• **PASSAGE PROVIDED**:
Saturday, July 08, 2006

Can you issue an ASBO to a three year old?

Okay. I think I spent too much time finding those Nikki clips last night. This morning, I turned into her and had a diva strop. Still in bed, rather early, I sat up and screamed my frustration at the opposite wall. It was a case of, if you can't beat them join them. I have spoken before about The Wailing Wall. But let me tell you, the decibel level has escalated to epic proportions since that time. The noisy little bastards have grown a year older - our street has become occupied territory. I sometimes forget that they don't actually live next door. Could they really be only visiting? Do their erratic acoustics merely echo and reverberate in my mind, or ricochet around the walls of my home, hours after they have left? And who visits anybody at 6 am, pray tell?

Can you issue an ASBO to a three year old?

I knew this would happen, of course. I could see it coming after The Ugly Dogs took up residence. My neighbours' grown up daughter, mother of The Loudest Children in the Land - seriously, if this was the Victorian era, the brats would be circus freaks - bought these two very large dogs of the same breed, and when she got pregnant, begged her parents to take them off her. So since then, my baby Puppy has had restricted access to the front garden, and we have to coordinate walkies so that the Ugly Dogs aren't in their front yard when we pass; one of them is particularly vicious, and Puppy has delusions of grandeur. When I found out the girl was having twins, I should've known they'd go the same way as the dogs and started looking for a new place to live immediately. At least three towns away.

But I digress. Back to this morning. For me, it was the culmination of weeks of torture. According to Wikipedia: 'Tenko was created by Lavinia Warner after she had conducted research into the internment of a nursing corps. officer Margot Turner for an edition of This Is Your Life and was convinced of the dramatic potential of these women's stories.' Yeah, whatever, I know the truth; she was laying in bed one morning after two weeks of being subjected to early wake up calls from the Spawn of Satan and trying to imagine something worse!

But enough of the dramatics. Let's look on the bright side. I am glad to report that one of the twins is very imaginative. This morning she invented a brand new game called Let's Shout the Same Word Over and Over Until Chica's Ears Bleed. The little darling! How precious!

• **RECORD EXCERPTS**:
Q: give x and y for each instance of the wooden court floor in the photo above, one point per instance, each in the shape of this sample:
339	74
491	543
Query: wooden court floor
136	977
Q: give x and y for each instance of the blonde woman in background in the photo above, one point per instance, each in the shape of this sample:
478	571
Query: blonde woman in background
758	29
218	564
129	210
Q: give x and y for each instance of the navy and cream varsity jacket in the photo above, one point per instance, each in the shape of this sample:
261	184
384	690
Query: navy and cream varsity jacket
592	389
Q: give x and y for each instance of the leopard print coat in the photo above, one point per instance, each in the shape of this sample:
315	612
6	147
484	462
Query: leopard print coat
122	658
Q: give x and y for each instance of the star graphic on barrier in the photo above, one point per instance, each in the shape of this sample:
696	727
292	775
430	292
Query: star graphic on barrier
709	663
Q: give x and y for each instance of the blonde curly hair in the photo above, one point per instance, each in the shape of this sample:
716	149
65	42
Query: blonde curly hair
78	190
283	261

• **TASK SET**:
a) In the blog post about the noisy neighbors, what game does one of the twins invent this morning?
b) List every question the blog post about the noisy neighbors asks. Count the repeated title question only once.
c) Continue the blog post about the noisy neighbors, starting after its final sentence.

• **TASK RESPONSES**:
a) Let's Shout the Same Word Over and Over Until Chica's Ears Bleed.

b)
- Can you issue an ASBO to a three year old?
- Could they really be only visiting?
- Do their erratic acoustics merely echo and reverberate in my mind, or ricochet around the walls of my home, hours after they have left?
- And who visits anybody at 6 am, pray tell?

c)
This is seriously decimating what little desire I had to ever have children. Although you know, obviously I would be a much more responsible parent. I don't know why they don't make muzzles for children yet, but if I ever reproduce, you can expect to see them in all the major stores. Although to be fair, some days it's not even the kids that wake me up. It's their grandad, Bellowing Bill, an amateur town cryer if ever I heard one. And at least this morning it was the shouting rather than the crying (although the crying has since begun in earnest.) The crying is the absolute worst. Not because they are any louder, but because this provokes their mother into unleashing a string of expletives so loud and so unnecessary that I'm surprised it hasn't had some real and vital consequence. For instance, her high-pitched viral warblings could attract the advances of a randy Johnny Vegas, much like the mating call of a drunk badger. Or, her short-fused temperament and gutter mouth might invoke the spirit of the Slater Sisters. I can see her now, joining their ranks, painting their faces with Burberry stripes, running riot over Albert Square and placing a Chav Embargo on The Queen Vic. This would then plunge Walford into economic crisis and destabilise local politics to the Nth degree, allowing them to take power and exercise their will over all Cockney men, bringing closure to all of their affairs with Alfie Moon.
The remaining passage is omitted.